TASK DATA:
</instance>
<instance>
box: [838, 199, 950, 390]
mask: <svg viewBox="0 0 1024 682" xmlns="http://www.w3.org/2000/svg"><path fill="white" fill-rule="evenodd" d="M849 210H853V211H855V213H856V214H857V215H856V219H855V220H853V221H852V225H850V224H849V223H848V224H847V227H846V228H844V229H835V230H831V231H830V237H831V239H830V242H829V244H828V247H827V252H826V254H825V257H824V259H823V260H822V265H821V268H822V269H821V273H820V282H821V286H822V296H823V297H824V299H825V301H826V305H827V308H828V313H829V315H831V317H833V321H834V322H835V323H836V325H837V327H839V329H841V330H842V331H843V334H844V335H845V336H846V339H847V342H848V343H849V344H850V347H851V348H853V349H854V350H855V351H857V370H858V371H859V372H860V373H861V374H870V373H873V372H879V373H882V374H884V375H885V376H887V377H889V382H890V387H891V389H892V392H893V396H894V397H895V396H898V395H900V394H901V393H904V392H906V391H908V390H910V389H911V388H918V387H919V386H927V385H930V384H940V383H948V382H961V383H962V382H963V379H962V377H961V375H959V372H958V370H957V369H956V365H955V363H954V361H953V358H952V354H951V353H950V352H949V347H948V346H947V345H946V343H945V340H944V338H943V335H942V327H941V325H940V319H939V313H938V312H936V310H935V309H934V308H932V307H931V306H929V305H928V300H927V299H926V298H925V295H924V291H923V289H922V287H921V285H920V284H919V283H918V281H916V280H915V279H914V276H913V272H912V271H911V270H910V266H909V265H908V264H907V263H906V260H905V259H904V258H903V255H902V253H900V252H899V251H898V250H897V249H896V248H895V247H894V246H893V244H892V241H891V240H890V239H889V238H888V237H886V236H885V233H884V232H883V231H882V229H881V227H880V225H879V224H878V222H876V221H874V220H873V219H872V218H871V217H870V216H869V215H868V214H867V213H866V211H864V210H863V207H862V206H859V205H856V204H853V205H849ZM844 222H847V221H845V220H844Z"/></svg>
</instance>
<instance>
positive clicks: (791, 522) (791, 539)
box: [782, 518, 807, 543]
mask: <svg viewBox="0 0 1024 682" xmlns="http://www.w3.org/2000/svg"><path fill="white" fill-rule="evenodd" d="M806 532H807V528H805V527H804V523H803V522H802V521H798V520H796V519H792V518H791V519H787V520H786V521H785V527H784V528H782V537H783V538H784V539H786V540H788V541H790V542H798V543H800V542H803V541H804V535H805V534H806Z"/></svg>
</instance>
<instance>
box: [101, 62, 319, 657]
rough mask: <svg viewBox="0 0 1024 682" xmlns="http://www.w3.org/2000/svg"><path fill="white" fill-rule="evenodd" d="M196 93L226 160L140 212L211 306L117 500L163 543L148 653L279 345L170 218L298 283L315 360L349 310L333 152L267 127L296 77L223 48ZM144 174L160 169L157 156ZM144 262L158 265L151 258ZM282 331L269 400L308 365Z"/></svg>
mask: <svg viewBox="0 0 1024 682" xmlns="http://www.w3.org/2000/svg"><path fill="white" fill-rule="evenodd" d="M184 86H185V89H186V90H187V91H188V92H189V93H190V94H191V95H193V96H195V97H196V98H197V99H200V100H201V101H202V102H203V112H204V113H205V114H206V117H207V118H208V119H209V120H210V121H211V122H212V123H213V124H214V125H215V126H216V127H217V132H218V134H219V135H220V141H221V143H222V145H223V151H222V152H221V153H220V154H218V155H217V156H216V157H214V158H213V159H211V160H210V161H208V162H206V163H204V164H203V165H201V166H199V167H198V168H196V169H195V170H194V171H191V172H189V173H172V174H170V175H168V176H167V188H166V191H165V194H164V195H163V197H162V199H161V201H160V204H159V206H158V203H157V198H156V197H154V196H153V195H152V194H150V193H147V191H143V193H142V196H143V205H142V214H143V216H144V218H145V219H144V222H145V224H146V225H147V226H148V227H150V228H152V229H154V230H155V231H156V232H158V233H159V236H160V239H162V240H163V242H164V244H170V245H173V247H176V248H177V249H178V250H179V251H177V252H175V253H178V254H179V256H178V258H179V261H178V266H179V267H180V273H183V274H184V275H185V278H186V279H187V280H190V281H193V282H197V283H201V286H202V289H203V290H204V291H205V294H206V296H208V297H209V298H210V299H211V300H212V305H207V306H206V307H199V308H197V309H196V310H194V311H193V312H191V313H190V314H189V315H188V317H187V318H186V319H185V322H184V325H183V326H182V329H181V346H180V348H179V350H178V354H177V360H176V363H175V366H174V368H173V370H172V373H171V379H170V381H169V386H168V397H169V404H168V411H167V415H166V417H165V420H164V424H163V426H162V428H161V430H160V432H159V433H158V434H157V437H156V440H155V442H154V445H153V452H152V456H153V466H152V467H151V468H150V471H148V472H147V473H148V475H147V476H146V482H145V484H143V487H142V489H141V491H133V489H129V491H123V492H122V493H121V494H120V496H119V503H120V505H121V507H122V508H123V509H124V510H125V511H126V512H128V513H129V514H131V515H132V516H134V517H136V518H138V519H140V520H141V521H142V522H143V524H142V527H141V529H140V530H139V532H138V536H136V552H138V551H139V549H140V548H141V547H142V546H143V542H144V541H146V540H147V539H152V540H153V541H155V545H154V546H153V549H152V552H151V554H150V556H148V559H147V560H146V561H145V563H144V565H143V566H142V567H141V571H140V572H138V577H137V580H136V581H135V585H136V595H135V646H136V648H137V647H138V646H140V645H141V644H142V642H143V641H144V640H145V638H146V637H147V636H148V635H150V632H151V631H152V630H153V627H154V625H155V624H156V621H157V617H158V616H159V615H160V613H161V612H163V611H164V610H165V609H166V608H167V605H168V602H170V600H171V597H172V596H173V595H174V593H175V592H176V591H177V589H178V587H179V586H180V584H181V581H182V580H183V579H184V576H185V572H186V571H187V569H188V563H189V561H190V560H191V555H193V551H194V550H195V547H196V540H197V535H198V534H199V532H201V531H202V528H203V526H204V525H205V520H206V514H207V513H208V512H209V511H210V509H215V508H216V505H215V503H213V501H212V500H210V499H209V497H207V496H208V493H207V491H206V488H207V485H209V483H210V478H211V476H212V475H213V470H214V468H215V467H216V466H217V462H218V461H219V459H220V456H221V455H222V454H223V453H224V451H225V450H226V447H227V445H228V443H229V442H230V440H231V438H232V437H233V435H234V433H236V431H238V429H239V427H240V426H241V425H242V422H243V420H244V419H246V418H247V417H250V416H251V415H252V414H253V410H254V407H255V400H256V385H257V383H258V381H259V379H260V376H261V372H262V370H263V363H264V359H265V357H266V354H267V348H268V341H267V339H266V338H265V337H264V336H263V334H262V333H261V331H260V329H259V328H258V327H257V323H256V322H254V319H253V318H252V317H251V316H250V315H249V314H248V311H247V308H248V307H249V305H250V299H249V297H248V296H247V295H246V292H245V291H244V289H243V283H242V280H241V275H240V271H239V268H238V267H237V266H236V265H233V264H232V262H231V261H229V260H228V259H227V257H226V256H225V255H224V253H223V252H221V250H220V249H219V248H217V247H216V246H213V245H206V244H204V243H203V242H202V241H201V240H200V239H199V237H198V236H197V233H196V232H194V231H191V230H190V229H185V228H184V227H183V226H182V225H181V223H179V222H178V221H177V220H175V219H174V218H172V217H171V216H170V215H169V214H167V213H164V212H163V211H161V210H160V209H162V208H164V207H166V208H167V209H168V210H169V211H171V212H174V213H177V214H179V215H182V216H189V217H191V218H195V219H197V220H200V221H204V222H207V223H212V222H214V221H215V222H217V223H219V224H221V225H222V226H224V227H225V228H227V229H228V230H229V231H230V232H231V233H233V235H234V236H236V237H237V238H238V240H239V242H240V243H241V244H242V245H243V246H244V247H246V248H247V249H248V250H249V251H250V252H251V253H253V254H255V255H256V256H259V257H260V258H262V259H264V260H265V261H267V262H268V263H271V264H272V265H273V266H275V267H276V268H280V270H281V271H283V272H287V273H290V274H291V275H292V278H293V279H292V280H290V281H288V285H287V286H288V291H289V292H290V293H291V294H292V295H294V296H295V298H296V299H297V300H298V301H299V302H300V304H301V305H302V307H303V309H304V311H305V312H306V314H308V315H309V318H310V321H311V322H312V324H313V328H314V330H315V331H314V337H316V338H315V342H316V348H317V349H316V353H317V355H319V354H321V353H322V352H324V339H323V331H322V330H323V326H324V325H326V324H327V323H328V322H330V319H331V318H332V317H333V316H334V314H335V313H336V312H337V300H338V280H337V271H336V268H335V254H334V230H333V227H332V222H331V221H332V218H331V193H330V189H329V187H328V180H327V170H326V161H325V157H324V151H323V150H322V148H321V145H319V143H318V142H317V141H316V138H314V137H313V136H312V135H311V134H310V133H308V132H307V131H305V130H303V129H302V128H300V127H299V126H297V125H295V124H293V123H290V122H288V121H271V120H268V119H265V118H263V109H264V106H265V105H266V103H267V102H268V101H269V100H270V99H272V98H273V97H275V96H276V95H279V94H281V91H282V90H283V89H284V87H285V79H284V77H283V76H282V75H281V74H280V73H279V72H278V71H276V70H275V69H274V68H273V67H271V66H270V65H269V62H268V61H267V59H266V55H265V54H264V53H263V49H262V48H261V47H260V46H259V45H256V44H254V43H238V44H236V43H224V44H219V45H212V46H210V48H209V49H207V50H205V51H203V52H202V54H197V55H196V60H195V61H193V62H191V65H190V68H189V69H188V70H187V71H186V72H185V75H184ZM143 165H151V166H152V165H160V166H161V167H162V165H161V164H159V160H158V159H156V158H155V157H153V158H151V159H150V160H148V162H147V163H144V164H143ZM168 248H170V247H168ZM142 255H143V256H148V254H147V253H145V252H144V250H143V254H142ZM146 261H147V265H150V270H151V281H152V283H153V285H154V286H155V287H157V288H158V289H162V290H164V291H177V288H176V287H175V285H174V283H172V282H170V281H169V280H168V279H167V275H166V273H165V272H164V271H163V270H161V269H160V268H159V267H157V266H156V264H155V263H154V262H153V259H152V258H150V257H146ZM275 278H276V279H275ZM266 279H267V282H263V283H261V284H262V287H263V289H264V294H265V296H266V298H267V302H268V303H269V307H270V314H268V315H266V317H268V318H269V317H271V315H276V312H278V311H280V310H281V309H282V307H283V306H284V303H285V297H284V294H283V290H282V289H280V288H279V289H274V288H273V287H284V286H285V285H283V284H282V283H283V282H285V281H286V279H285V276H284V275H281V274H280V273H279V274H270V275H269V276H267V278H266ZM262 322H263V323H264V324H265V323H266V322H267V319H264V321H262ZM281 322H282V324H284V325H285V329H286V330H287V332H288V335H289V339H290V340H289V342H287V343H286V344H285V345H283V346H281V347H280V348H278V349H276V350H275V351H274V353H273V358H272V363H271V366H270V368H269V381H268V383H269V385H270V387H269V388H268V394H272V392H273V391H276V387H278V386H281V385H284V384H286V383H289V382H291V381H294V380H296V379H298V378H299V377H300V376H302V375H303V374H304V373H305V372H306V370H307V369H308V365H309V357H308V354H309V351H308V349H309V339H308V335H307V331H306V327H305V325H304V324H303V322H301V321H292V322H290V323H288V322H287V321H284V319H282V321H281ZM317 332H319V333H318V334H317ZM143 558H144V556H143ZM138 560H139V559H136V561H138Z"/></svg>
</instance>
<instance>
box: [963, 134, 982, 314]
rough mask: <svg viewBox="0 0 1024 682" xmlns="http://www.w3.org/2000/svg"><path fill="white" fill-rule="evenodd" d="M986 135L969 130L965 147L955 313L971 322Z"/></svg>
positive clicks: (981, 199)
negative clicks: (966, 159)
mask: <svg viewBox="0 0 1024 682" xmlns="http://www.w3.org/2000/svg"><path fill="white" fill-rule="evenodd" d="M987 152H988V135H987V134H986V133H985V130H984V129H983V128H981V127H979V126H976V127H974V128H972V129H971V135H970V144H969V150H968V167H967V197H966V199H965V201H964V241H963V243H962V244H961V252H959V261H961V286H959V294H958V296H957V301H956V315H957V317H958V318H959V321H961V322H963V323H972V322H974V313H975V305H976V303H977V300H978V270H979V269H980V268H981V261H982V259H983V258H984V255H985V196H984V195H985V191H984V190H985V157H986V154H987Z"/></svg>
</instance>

TASK DETAILS:
Copy word for word the stretch of entries above from the line that has "box: [782, 518, 807, 543]" through the line that has "box: [101, 62, 319, 657]", both ends included, and nothing outside it.

EXERCISE RESULT:
box: [782, 518, 807, 543]
mask: <svg viewBox="0 0 1024 682" xmlns="http://www.w3.org/2000/svg"><path fill="white" fill-rule="evenodd" d="M806 532H807V528H805V527H804V523H803V522H802V521H798V520H796V519H792V518H791V519H787V520H786V521H785V527H784V528H782V537H783V538H784V539H786V540H788V541H790V542H798V543H800V542H803V541H804V535H805V534H806Z"/></svg>
</instance>
<instance>
box: [101, 62, 319, 657]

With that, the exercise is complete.